[DOCUMENT SECTION]
Acun Ilicali wants Hull City promoted straight to the Premier League after Southampton’s sensational expulsion from the play-offs – and he insists the Tigers should not be forced to face a “lucky loser” at Wembley.

The Hull owner believes the only fair outcome to what has become the Championship’s strangest crisis in years is simple: send the only original finalist left standing up automatically.

From spying scandal to legal storm

Southampton’s removal from the play-offs for spying on opponents has ripped up the usual script. An intern was sent to watch Middlesbrough’s training sessions before their semi-final, a clear breach of regulations that the Saints have already admitted.

The punishment, though, has detonated the end of the season.

The EFL has moved quickly, deciding that Middlesbrough – beaten in the semi-final – should be parachuted into the final in Southampton’s place. Hull, who legitimately booked their spot at Wembley, are now being told to prepare for a different opponent who did not win their way there.

Ilicali is not having it.

Speaking to Asist Analiz, the Turkish businessman laid out the position of his legal team.

“Under normal circumstances, two teams have reached the final and one has been disqualified. Our lawyers’ opinion is that we should go directly to the Premier League, but they’re examining it right now. We can’t say anything definitive. It’s a bit of a messy situation.”

Messy barely covers it. Southampton’s hierarchy are fighting on their own front, arguing the sanction is wildly out of proportion. CEO Phil Parsons has confirmed the club has appealed the decision to throw them out of the play-offs and hit them with a future points deduction.

They point to the 2019 “Spygate” case involving Leeds United, which ended with a fine rather than expulsion. Being denied a match worth in excess of £200 million, they argue, goes far beyond any precedent in English football.

Hull caught in the crossfire

While the lawyers argue and the EFL braces for a legal tug-of-war, Hull find themselves in the most awkward position of all: the team that did nothing wrong, yet has everything to lose.

[GIVEN RECORDS]
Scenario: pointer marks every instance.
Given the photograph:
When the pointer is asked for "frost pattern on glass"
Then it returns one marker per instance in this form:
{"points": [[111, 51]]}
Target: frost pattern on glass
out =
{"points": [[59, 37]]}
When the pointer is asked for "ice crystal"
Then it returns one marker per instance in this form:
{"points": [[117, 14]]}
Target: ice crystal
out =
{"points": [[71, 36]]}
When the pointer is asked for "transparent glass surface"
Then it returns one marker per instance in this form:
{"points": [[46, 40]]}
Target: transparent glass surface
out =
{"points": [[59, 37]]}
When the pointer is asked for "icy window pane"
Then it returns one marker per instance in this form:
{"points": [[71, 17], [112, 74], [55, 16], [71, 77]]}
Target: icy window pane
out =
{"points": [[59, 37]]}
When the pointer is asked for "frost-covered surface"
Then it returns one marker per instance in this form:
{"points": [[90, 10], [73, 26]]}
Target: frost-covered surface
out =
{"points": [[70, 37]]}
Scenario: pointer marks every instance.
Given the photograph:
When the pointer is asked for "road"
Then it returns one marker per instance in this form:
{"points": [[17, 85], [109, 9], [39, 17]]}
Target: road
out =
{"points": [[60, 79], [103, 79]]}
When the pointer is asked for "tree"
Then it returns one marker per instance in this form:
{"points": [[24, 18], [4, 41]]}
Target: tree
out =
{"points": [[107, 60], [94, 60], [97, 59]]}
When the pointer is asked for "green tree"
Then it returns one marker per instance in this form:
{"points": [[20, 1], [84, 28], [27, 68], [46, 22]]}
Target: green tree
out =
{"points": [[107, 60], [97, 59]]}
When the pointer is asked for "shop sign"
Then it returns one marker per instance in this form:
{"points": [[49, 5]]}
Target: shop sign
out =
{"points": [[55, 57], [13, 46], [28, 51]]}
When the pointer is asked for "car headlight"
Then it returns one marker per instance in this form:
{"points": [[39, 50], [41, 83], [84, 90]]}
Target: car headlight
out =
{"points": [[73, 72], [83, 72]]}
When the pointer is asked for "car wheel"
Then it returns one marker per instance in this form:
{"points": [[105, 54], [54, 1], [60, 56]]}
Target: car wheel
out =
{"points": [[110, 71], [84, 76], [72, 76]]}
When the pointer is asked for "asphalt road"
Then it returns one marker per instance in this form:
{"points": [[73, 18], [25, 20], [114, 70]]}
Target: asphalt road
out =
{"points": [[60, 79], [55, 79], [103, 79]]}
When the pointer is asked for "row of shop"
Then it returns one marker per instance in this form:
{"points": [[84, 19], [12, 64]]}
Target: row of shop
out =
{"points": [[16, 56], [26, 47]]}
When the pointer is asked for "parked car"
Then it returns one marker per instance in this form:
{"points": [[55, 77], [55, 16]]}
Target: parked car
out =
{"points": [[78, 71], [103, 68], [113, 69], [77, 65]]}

[STATED PROBLEM] Could you copy the play-off article word for word, beginning at "Southampton’s removal from" and stopping after "not having it."? The lines are separate from the play-off article.

[TASK SOLUTION]
Southampton’s removal from the play-offs for spying on opponents has ripped up the usual script. An intern was sent to watch Middlesbrough’s training sessions before their semi-final, a clear breach of regulations that the Saints have already admitted.

The punishment, though, has detonated the end of the season.

The EFL has moved quickly, deciding that Middlesbrough – beaten in the semi-final – should be parachuted into the final in Southampton’s place. Hull, who legitimately booked their spot at Wembley, are now being told to prepare for a different opponent who did not win their way there.

Ilicali is not having it.